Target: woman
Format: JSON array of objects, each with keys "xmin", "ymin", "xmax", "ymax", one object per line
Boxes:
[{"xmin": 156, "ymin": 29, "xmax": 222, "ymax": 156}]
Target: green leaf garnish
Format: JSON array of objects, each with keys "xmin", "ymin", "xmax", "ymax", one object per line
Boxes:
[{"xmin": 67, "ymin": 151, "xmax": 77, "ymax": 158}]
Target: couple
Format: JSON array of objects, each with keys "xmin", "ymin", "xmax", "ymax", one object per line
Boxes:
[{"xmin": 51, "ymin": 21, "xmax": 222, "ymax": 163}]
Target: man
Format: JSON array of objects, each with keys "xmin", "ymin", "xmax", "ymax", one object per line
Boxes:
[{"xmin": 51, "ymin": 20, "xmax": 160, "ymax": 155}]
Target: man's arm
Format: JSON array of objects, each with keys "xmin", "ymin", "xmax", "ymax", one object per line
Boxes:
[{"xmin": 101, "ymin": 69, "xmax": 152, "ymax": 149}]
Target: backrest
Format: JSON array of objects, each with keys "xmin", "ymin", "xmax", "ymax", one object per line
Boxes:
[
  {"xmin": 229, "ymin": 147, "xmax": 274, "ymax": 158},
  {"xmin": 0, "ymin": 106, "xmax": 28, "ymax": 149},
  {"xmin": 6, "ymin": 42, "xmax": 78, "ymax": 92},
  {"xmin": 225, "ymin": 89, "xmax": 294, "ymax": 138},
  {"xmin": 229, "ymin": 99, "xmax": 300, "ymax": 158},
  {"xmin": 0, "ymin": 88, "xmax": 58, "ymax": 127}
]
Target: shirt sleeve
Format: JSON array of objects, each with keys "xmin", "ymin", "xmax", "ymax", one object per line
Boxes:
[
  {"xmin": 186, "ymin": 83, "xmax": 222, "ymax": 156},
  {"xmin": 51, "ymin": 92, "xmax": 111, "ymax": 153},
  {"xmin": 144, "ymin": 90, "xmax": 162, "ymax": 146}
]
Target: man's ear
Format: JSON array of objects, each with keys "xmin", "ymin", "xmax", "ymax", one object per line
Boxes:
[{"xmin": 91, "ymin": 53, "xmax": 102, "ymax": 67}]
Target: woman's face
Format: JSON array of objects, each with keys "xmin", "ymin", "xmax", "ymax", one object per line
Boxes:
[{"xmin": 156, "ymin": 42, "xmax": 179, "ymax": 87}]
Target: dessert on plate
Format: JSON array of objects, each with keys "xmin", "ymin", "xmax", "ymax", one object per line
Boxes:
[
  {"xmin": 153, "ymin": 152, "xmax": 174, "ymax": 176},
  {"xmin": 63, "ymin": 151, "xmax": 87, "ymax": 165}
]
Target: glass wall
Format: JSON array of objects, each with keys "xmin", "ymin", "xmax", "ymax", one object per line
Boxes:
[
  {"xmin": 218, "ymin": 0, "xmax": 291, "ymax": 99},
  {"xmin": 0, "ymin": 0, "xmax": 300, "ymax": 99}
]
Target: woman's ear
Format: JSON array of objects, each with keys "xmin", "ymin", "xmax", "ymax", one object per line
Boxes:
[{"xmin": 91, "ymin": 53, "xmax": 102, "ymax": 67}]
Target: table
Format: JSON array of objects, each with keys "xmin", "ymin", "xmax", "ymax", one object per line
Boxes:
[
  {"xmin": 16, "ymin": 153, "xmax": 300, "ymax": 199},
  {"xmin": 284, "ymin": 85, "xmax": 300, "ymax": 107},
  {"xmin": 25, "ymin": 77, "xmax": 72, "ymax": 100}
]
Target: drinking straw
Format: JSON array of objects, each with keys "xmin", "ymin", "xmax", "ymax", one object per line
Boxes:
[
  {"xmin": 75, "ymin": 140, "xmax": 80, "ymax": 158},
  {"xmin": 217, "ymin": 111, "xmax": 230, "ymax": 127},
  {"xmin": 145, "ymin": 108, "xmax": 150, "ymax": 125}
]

________________

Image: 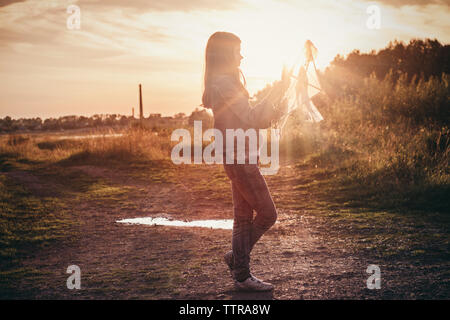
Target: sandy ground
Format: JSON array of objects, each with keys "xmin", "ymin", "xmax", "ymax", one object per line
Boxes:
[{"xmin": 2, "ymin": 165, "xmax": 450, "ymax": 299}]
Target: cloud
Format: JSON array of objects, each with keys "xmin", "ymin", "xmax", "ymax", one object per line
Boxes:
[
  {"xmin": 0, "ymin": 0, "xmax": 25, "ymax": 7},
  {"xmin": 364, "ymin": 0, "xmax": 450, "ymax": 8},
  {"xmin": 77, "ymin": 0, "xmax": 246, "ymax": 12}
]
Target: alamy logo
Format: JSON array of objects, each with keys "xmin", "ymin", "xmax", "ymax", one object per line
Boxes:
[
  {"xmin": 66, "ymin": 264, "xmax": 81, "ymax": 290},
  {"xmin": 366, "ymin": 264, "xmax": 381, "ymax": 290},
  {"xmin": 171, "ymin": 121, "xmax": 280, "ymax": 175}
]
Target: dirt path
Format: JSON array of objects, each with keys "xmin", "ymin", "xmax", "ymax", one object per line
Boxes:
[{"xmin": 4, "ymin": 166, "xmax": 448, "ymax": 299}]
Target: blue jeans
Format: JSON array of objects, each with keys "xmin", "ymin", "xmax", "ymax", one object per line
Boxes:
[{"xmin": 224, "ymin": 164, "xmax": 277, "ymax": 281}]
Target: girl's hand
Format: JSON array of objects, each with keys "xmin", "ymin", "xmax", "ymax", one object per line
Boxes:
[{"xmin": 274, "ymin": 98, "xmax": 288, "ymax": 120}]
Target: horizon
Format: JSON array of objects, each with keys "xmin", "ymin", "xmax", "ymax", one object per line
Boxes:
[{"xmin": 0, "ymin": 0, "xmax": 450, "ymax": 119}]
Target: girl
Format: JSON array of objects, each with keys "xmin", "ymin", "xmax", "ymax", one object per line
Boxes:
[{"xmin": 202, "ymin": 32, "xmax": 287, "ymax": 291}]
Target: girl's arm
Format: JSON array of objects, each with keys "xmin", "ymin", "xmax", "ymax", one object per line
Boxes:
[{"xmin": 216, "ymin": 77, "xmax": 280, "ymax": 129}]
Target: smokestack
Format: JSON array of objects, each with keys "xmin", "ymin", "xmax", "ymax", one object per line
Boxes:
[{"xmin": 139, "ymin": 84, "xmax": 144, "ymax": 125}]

________________

# [Required task]
Copy out every line of the material above that contains the string "girl".

# [Exercise answer]
Target: girl's hand
Target: girl
Target: girl's arm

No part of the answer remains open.